Excerpts from a dataset:
--*--

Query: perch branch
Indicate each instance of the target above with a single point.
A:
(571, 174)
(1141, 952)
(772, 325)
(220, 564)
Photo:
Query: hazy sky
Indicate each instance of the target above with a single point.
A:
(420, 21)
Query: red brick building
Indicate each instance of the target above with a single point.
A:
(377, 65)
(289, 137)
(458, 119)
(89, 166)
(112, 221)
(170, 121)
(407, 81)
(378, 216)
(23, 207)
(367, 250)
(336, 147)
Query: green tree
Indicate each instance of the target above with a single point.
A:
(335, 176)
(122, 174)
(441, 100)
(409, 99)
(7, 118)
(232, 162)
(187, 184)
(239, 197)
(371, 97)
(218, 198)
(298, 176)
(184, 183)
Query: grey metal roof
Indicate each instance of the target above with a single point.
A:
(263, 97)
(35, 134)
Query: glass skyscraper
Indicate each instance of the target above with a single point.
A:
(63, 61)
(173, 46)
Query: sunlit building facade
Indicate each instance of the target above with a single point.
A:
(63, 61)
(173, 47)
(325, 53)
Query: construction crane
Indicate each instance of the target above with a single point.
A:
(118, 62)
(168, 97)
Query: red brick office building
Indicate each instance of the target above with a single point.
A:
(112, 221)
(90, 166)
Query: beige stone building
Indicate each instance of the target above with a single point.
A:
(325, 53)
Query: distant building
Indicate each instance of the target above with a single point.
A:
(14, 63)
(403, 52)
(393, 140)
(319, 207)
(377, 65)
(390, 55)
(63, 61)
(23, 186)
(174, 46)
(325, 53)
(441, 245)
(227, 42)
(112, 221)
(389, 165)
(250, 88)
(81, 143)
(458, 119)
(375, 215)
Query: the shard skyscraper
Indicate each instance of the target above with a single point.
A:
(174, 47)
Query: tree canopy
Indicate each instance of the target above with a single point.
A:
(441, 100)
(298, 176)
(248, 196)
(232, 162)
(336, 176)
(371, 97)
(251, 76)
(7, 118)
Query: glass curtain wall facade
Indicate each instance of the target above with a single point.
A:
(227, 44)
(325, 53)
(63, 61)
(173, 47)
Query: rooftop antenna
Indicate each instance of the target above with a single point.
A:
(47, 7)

--*--

Repeat every record exactly, so that nothing is lost or altered.

Result below:
Query: perch branch
Indicate each instance of the target above with a single point.
A:
(571, 174)
(1141, 952)
(772, 325)
(220, 564)
Photo:
Query: hazy sky
Indicate each instance of the target above with a single point.
A:
(420, 21)
Query: red brick building
Indicate each instance of the target above with a single point.
A:
(377, 65)
(289, 137)
(458, 119)
(89, 166)
(112, 221)
(170, 121)
(407, 81)
(378, 216)
(23, 207)
(367, 250)
(336, 147)
Query: green tree
Indicate each instance of the target above with a single point.
A:
(335, 176)
(122, 174)
(441, 100)
(409, 99)
(7, 118)
(232, 162)
(187, 184)
(239, 197)
(371, 97)
(218, 198)
(298, 176)
(184, 183)
Query: grey metal roof
Indicate each instance of the target above with a single point.
A:
(263, 97)
(35, 134)
Query: glass skyscraper
Indicate each instance of the target above with a single point.
A:
(63, 61)
(173, 46)
Query: sunlit building facade
Indicate each instance of the target above with a single point.
A:
(63, 61)
(173, 47)
(325, 53)
Query: construction crane
Indicate each instance of the target above with a single point.
A:
(118, 62)
(168, 97)
Query: red brick office building
Indicate each instance of the target above with a single point.
A:
(112, 221)
(90, 166)
Query: beige stone building
Indicate each instance of the target above with a single point.
A:
(325, 53)
Query: distant building
Indicate each instance of the target above with a single point.
A:
(14, 63)
(403, 52)
(393, 140)
(319, 207)
(377, 65)
(390, 55)
(63, 61)
(23, 186)
(174, 46)
(325, 53)
(441, 245)
(227, 42)
(112, 221)
(389, 165)
(250, 88)
(81, 143)
(458, 119)
(375, 215)
Query: the shard skyscraper
Indicate each instance of the target above with a single point.
A:
(174, 47)
Query: tree canopy
Indicate each instance of the target above with a single point.
A:
(441, 100)
(298, 176)
(248, 196)
(232, 162)
(336, 176)
(371, 97)
(251, 76)
(7, 118)
Query: glass curtain wall facade
Indicate each instance of the target above with a single point.
A:
(227, 44)
(325, 53)
(63, 61)
(173, 47)
Query: rooftop antenna
Indicate each instance of the target above with a single point.
A:
(47, 7)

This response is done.